BEGIN Data shown
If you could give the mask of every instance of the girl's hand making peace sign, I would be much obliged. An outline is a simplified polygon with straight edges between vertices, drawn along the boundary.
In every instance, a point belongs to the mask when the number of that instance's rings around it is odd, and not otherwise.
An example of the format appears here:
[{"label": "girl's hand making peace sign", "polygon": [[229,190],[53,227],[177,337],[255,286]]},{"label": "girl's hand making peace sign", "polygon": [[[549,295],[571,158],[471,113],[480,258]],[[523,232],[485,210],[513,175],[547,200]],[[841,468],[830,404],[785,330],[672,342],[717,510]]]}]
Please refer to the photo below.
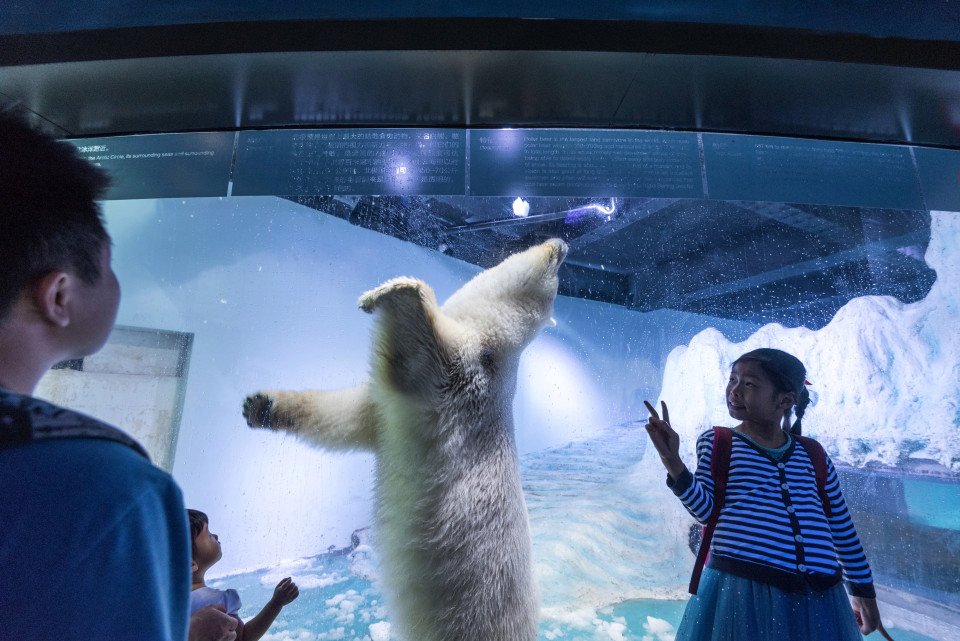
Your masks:
[{"label": "girl's hand making peace sign", "polygon": [[647,434],[650,435],[650,442],[657,448],[667,473],[676,480],[687,466],[680,460],[680,435],[670,426],[670,411],[667,409],[667,404],[665,401],[660,401],[663,418],[660,418],[657,410],[648,401],[644,401],[643,404],[650,412],[650,418],[647,419]]}]

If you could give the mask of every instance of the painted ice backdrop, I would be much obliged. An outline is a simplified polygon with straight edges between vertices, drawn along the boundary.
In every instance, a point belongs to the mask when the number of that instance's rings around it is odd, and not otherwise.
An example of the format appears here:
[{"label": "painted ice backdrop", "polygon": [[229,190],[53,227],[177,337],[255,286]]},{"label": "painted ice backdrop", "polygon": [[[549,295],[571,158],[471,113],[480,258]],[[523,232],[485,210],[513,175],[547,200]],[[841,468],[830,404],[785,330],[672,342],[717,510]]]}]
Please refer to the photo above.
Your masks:
[{"label": "painted ice backdrop", "polygon": [[771,324],[733,343],[705,329],[675,348],[660,398],[681,434],[684,458],[693,461],[702,430],[730,424],[730,364],[749,350],[777,347],[807,366],[804,433],[831,456],[853,466],[927,459],[960,472],[960,214],[931,212],[925,259],[937,280],[916,303],[865,296],[818,331]]}]

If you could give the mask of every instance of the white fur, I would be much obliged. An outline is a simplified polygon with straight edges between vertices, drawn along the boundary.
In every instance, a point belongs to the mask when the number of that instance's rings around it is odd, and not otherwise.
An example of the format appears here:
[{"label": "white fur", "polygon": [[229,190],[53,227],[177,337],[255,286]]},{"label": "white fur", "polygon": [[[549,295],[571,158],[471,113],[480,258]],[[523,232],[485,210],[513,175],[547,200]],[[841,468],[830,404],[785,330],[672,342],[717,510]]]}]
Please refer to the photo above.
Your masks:
[{"label": "white fur", "polygon": [[566,245],[510,256],[439,307],[396,278],[360,297],[377,312],[369,384],[260,392],[251,426],[377,453],[376,540],[407,641],[533,641],[538,600],[513,434],[520,352],[550,320]]}]

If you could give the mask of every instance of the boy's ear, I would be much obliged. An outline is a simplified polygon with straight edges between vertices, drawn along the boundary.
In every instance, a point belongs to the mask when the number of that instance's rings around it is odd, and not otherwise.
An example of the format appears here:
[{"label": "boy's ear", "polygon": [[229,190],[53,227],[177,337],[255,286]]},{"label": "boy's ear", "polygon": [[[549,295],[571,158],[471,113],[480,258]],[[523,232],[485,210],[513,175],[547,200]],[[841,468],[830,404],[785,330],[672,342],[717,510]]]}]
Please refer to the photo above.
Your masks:
[{"label": "boy's ear", "polygon": [[69,303],[75,276],[63,271],[44,274],[33,285],[33,305],[41,318],[57,327],[70,324]]},{"label": "boy's ear", "polygon": [[793,392],[787,392],[780,398],[780,407],[788,410],[797,403],[797,395]]}]

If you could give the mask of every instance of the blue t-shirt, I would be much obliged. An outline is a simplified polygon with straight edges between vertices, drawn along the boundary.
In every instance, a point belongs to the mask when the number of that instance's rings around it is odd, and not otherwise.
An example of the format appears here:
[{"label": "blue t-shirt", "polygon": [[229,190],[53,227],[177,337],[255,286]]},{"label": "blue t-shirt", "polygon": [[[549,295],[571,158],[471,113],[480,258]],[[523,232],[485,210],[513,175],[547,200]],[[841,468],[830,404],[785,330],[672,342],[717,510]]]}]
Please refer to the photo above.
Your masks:
[{"label": "blue t-shirt", "polygon": [[243,604],[240,603],[240,593],[230,588],[217,590],[202,587],[190,593],[190,614],[211,605],[218,605],[227,614],[236,616]]},{"label": "blue t-shirt", "polygon": [[[96,423],[2,389],[0,423],[18,404],[38,429]],[[113,440],[0,445],[0,640],[182,641],[189,592],[169,474]]]}]

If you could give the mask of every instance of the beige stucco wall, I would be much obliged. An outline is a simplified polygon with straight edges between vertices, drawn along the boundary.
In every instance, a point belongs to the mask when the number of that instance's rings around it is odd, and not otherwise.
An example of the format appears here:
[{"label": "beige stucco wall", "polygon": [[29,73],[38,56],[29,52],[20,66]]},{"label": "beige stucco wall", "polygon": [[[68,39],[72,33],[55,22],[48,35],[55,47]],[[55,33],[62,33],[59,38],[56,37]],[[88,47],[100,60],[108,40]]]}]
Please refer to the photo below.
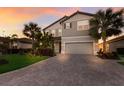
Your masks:
[{"label": "beige stucco wall", "polygon": [[45,31],[53,34],[52,31],[55,30],[54,37],[58,37],[58,36],[62,36],[62,34],[59,33],[58,31],[59,29],[62,30],[62,25],[60,24],[60,22],[57,22],[53,24],[52,26],[48,27]]},{"label": "beige stucco wall", "polygon": [[[62,24],[62,36],[87,36],[89,35],[89,31],[77,31],[77,21],[90,20],[92,17],[82,14],[77,14],[70,19],[66,20]],[[70,29],[64,29],[64,24],[71,22],[72,26]]]}]

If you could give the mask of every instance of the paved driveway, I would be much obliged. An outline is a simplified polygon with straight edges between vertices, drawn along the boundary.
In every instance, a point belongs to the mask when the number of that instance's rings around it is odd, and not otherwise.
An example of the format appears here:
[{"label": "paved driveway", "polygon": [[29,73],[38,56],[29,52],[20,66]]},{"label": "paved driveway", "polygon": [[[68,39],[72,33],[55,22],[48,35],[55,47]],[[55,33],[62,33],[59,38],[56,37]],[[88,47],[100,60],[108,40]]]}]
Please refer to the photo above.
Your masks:
[{"label": "paved driveway", "polygon": [[91,55],[58,55],[1,74],[0,85],[124,85],[124,66]]}]

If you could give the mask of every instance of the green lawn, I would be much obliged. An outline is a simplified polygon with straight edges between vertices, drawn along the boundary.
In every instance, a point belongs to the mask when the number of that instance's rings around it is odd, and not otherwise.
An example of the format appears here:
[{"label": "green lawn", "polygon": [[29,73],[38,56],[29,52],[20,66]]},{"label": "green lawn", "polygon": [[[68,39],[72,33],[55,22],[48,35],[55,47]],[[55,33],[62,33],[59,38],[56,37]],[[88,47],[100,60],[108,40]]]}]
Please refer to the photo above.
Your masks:
[{"label": "green lawn", "polygon": [[33,63],[39,62],[47,58],[48,57],[46,56],[19,55],[19,54],[2,55],[0,56],[0,59],[6,59],[9,63],[0,65],[0,74],[31,65]]},{"label": "green lawn", "polygon": [[119,55],[119,58],[120,60],[118,63],[124,65],[124,55]]}]

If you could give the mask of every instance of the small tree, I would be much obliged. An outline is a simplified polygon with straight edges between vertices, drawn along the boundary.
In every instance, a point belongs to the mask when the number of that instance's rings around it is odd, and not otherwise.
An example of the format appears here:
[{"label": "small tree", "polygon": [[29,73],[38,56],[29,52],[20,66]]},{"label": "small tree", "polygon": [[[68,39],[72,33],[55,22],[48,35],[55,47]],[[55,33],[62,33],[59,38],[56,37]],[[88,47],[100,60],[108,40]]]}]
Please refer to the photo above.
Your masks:
[{"label": "small tree", "polygon": [[113,12],[111,8],[99,10],[90,20],[90,35],[96,40],[103,40],[103,52],[106,52],[106,39],[119,35],[124,26],[123,10]]},{"label": "small tree", "polygon": [[33,52],[35,49],[35,46],[34,46],[35,37],[36,37],[37,33],[40,33],[40,31],[41,31],[41,28],[36,23],[30,22],[29,24],[24,25],[23,34],[32,39]]},{"label": "small tree", "polygon": [[17,34],[13,34],[11,37],[10,37],[10,42],[11,42],[11,48],[16,48],[16,44],[17,44],[17,38],[18,38],[18,35]]}]

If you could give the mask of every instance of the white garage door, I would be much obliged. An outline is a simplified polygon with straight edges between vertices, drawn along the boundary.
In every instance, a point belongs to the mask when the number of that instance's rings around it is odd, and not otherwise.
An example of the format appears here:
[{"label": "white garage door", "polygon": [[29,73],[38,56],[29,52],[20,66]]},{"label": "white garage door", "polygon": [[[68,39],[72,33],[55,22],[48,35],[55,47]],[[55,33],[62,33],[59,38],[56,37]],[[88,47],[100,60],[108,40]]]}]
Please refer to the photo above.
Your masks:
[{"label": "white garage door", "polygon": [[93,54],[92,42],[66,43],[65,52],[67,54]]}]

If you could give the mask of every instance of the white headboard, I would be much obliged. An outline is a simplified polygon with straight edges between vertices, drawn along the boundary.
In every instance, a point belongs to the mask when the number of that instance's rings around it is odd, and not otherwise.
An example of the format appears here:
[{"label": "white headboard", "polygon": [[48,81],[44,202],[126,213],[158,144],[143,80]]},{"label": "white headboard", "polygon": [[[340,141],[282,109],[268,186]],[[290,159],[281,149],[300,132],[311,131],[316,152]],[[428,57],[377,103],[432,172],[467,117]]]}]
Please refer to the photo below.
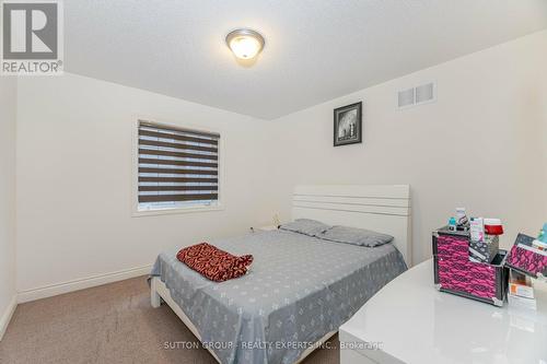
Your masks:
[{"label": "white headboard", "polygon": [[292,219],[313,219],[389,234],[408,267],[412,266],[408,185],[296,186]]}]

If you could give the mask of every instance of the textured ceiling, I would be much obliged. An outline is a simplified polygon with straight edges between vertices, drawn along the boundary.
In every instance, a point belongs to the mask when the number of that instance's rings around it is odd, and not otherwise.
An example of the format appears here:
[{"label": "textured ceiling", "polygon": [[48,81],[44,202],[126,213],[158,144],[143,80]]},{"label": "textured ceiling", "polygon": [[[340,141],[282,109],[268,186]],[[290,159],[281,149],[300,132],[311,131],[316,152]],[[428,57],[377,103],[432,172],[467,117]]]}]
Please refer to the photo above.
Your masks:
[{"label": "textured ceiling", "polygon": [[[545,0],[70,0],[66,71],[264,119],[547,27]],[[253,66],[224,44],[266,38]]]}]

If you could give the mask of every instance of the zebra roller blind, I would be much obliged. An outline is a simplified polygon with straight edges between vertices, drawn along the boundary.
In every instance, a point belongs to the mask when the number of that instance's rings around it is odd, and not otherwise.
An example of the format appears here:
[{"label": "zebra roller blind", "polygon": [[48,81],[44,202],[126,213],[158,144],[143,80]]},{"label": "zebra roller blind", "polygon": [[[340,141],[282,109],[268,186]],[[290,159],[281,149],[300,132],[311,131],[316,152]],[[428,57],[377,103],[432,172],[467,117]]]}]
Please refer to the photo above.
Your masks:
[{"label": "zebra roller blind", "polygon": [[139,210],[219,201],[220,134],[139,121]]}]

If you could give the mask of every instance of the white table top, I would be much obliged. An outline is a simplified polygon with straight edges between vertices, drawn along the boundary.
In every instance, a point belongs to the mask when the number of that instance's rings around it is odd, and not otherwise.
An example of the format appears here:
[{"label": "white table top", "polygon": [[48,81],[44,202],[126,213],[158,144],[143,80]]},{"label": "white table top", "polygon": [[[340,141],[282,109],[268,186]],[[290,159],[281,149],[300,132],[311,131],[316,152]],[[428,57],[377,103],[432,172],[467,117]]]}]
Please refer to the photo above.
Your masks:
[{"label": "white table top", "polygon": [[374,295],[340,327],[340,341],[380,342],[366,355],[382,362],[387,353],[407,364],[547,364],[547,293],[536,293],[537,312],[438,292],[430,259]]}]

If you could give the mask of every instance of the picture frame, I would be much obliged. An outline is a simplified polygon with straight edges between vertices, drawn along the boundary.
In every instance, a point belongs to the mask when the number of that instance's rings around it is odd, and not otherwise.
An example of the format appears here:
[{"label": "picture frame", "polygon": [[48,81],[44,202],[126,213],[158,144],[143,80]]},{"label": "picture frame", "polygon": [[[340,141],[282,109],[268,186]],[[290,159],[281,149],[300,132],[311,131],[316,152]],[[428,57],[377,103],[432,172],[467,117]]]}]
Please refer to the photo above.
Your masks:
[{"label": "picture frame", "polygon": [[362,102],[334,109],[334,146],[362,143]]}]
END Data shown
• Task goal: List every line of the records that contains the string "paved", matching case exactly.

• Reply:
If you could give the mask of every instance of the paved driveway, I would be much obliged. An outline is a simplified polygon with straight edges between vertices, drawn along the boundary.
[{"label": "paved driveway", "polygon": [[29,73],[38,56],[29,52],[20,66]]},{"label": "paved driveway", "polygon": [[[68,39],[72,33],[55,22],[48,35],[55,47]],[[55,33],[62,33],[59,38],[56,37]],[[88,47],[100,60],[108,40]]]}]
[{"label": "paved driveway", "polygon": [[91,55],[58,55],[1,74],[0,85],[124,85],[124,66]]}]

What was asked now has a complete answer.